提示文
★ ★ ★ ★

Properties of Carbon Stars in the Solar Neighbourhood Based on the Gaia DR2 Astrometry


Abia, de Laverny, Cristallo, Kordopatis, Straniero
2020 AA 633, 135 - 149




 アブストラクト 

 Gaia DR2 で視差の誤差 20 % 以下の炭素星 210 個を選んだ。 N-型と SC-型星の合成光度関数は Mbol = -5.2 mag をピークとするガウシアン で表現可能である。以前に得られた光度関数と比べると両側のすそ野はより長く尾を引いている。 太陽メタル量の AGB 炭素星は Mbol = -6 mag まで達する可 能性がある。これは以前に銀河系ミラ型炭素星で得られた結果と矛盾する。 J-型星は N-, Sc-型星より 0.5 mag 暗い。R-型高温炭素星は以前の値より 0.5 mag 明るくなった。  N-, SC-, J-型星の空間分布と運動特性は非常によく似ている。一方、 R-型星 の 30 % は銀河面から 500 pc 以上離れている。その速度も LSR から離れてい る。

★ ★ ★ ★

[項目の一部]

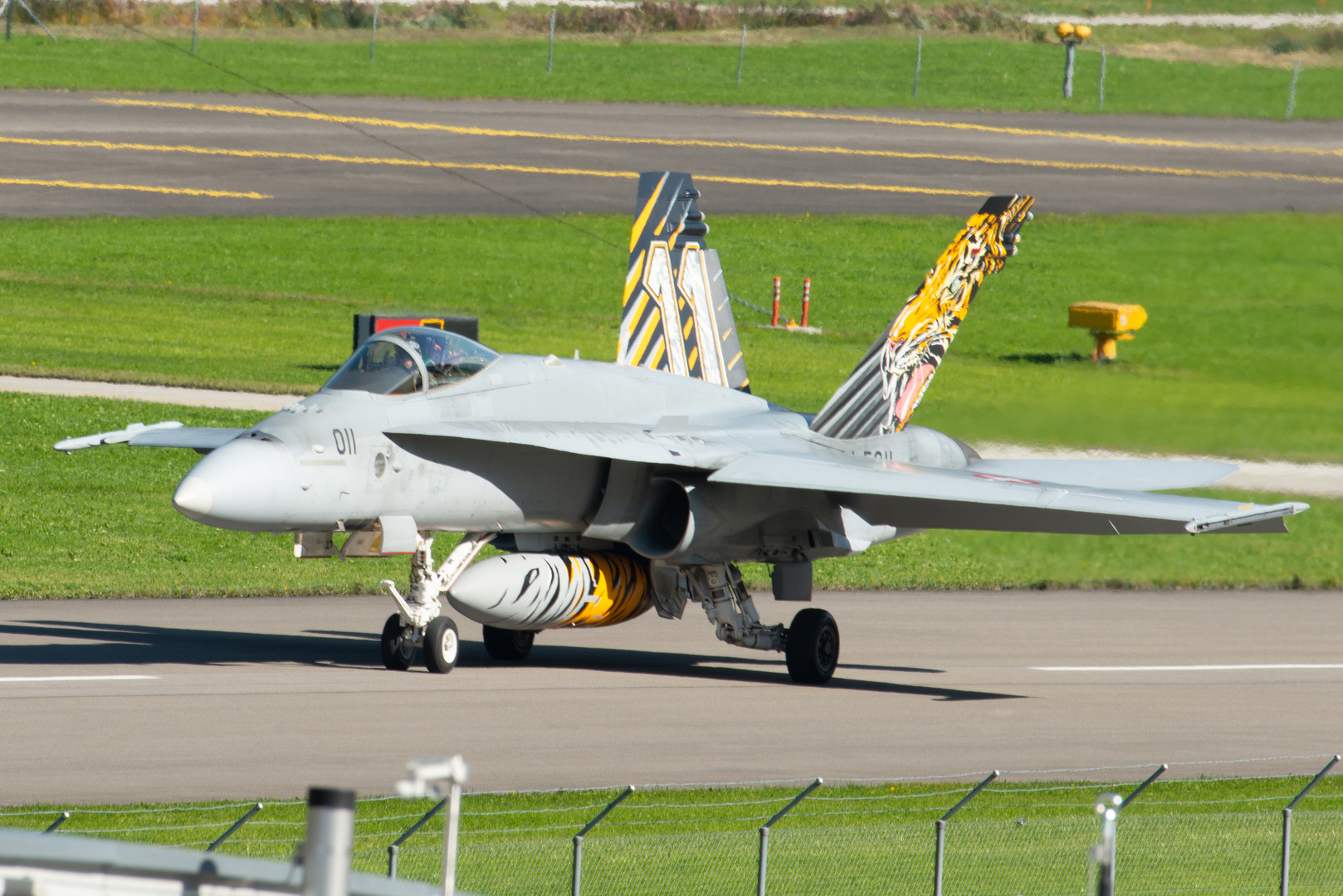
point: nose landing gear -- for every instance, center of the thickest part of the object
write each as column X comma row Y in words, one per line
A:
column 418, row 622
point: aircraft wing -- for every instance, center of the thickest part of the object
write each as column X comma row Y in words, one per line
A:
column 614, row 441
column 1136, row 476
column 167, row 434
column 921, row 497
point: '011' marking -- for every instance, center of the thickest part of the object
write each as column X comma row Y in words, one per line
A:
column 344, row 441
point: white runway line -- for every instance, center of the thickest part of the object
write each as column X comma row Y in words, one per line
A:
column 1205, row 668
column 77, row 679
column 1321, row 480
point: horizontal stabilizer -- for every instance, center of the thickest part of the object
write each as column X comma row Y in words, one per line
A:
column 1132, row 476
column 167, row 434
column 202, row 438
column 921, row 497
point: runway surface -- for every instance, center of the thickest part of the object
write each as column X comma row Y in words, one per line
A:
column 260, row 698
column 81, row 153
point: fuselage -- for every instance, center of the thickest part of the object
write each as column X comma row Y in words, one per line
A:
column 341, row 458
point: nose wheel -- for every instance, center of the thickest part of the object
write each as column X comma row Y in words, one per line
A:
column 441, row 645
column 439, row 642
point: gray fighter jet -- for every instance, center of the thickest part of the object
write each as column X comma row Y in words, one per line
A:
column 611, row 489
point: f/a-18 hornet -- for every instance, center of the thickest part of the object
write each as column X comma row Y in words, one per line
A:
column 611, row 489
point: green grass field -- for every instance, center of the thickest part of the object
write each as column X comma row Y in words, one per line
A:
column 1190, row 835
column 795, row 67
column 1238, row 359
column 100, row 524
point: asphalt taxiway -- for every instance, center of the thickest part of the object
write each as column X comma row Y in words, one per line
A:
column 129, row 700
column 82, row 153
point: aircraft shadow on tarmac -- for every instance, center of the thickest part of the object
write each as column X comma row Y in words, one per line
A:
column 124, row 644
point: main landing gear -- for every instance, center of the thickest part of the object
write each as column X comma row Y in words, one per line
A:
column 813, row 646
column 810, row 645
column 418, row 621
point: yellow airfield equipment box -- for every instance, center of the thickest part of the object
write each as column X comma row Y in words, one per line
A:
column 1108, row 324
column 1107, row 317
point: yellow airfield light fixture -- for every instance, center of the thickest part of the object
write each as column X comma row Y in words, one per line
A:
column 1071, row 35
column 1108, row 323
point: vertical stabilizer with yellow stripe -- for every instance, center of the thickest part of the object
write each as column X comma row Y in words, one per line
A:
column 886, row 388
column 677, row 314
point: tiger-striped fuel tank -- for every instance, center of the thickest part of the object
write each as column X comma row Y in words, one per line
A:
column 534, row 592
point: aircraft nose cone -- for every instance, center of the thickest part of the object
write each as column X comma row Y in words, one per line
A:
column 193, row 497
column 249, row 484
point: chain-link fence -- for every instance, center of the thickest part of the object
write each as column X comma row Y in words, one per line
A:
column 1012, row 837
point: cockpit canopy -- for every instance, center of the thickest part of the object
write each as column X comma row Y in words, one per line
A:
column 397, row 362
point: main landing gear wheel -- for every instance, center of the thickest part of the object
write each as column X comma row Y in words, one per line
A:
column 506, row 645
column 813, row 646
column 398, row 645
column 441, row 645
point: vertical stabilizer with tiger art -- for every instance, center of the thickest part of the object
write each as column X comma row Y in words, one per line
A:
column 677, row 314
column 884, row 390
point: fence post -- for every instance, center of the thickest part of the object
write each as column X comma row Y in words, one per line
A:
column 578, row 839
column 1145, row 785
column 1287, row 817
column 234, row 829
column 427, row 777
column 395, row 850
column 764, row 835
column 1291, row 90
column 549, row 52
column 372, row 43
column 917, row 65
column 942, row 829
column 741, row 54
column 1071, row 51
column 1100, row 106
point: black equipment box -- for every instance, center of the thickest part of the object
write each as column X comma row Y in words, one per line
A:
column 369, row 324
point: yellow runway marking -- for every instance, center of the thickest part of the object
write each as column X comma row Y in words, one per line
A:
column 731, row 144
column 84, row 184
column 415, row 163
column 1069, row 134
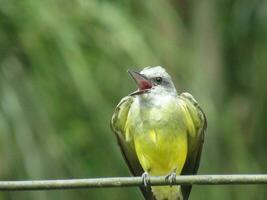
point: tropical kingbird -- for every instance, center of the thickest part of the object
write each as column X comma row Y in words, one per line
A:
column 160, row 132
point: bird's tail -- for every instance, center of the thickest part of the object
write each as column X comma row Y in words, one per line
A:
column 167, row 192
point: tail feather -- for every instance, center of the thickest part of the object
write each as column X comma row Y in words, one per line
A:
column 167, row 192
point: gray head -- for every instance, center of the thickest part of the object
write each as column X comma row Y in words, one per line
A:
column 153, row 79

★ ★ ★ ★

課題一覧
A – 炭素星の文章について、次の問いに答えなさい。
(i) 選ばれた炭素星は何個か。
(ii) J-型星の明るさは、どの型の星と比べてどれだけ暗いとされているか。
(iii) R-型星の何 % が銀河面から 500 pc 以上離れているか。
B – 炭素星の文章に著者として挙げられている名前をすべて書き出しなさい。
C – 炭素星の文章を、最後の文の後から書き継ぎなさい。
項目は提示文とは別個の資料である。

模範解答
A –
(i) 210 個
(ii) N-型、Sc-型星より 0.5 mag 暗い
(iii) 30 %

B – Abia、de Laverny、Cristallo、Kordopatis、Straniero

C –
 N-, SC-星の光度関数は 1.5 - 3 Mo の AGB 光度と合致する。暗い尾の星は 外因性の低質量炭素星からの寄与を必要とする。明るい方の尾は炭素星質量が 5 Mo まで伸びる可能性を示唆する。J-型星は化学組成のみならず、光度関数 も異なり、その起源は不明である。空間分布と運動学は N-, SC-, J-型星は 薄い円盤種族に、 R-型星は厚い円盤種族に属することを示す。


 1.イントロダクション 

 炭素星質量上限値 

 AGB 星は星からのマスロスの > 50 % を占め (Wallerstein et al 1997)、 かつ中間年齢種族の指標として使用できる。その著しい特徴の一つが炭素星で ある。炭素星形成の下限は太陽メタルで約 1.5 Mo で、その値は メタル量に伴って変化すると考えられている。上限ははっきりしない。モデル は hot bottom burning の結果、3-4 Mo より上では炭素星になれないとして いる。しかし様々な物理プロセスが影響し、正確な上限値を出すことは難しい。 高質量 AGB 星の観測的研究から上限値を制限することは、その質量、光度を 決める困難さを別にしても、難しい。
 Gaia DR2 

 Gaia DR2 により 距離、光度が分かるようになった。さらに Gaia LPV カタログ Mowlavi et al 2018 には ΔG > 0.2 以上の 151761 星が 載っており、多くの炭素星が含まれる。





図.

 2.サンプルと分布 

 炭素星サンプル 

 銀河系 AGBs のサンプルを集めた研究としては、 Claussen, Kleinmann, Joyce, Jura (1987), Willems (88a), Willems (88b), Jura, Joyce, Kleinmann (1989), Jura, Kleinmann (1989), Groenewegen et al. (1992) がある。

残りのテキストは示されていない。